> _EXERCISE DETAILS_
Reproduce every line of the material below, requests included, and shift each x and y coordinate in the answers by adding 35, leaving the numbers in the requests and their format samples unchanged. Leave the pictures out of your answer.

> _ITEMS_
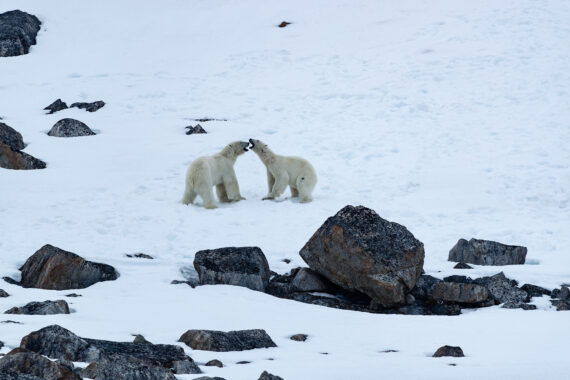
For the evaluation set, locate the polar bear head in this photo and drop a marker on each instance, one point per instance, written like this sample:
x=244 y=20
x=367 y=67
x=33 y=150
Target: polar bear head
x=232 y=150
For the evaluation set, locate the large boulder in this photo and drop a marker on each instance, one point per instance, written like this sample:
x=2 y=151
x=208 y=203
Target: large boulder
x=244 y=266
x=211 y=340
x=41 y=308
x=486 y=252
x=70 y=128
x=18 y=31
x=11 y=137
x=358 y=250
x=31 y=363
x=53 y=268
x=16 y=160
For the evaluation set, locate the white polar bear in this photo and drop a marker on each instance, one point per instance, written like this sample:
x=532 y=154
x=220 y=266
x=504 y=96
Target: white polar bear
x=296 y=172
x=216 y=170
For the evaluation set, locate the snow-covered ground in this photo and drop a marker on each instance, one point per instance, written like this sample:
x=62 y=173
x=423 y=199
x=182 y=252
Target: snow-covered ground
x=448 y=117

> _SOLUTION TO THIS EXERCISE_
For the evaluation set, locate the polar bear head in this photo and drop a marker on each instance, one point per instance, written like this sample:
x=244 y=20
x=367 y=67
x=33 y=150
Target: polar bear head
x=267 y=185
For the evaluation set, locate the large boulder in this photo and drop a marker on each instance, one point per instance, written like this sample:
x=2 y=151
x=208 y=203
Target: large boulder
x=279 y=301
x=246 y=375
x=76 y=343
x=521 y=287
x=105 y=163
x=53 y=66
x=46 y=172
x=393 y=285
x=66 y=398
x=88 y=303
x=51 y=195
For the evaluation set, locate the white polar bear in this photo and drop a marker on each instance, one point per instance, written like this sample:
x=532 y=154
x=220 y=266
x=504 y=96
Target: white polar bear
x=331 y=207
x=251 y=205
For the evaluation set, locate the snow-covered ground in this photo and drop a marker on each instance, one point per instance, written like this sample:
x=62 y=173
x=423 y=199
x=182 y=252
Target: snow-covered ground
x=483 y=152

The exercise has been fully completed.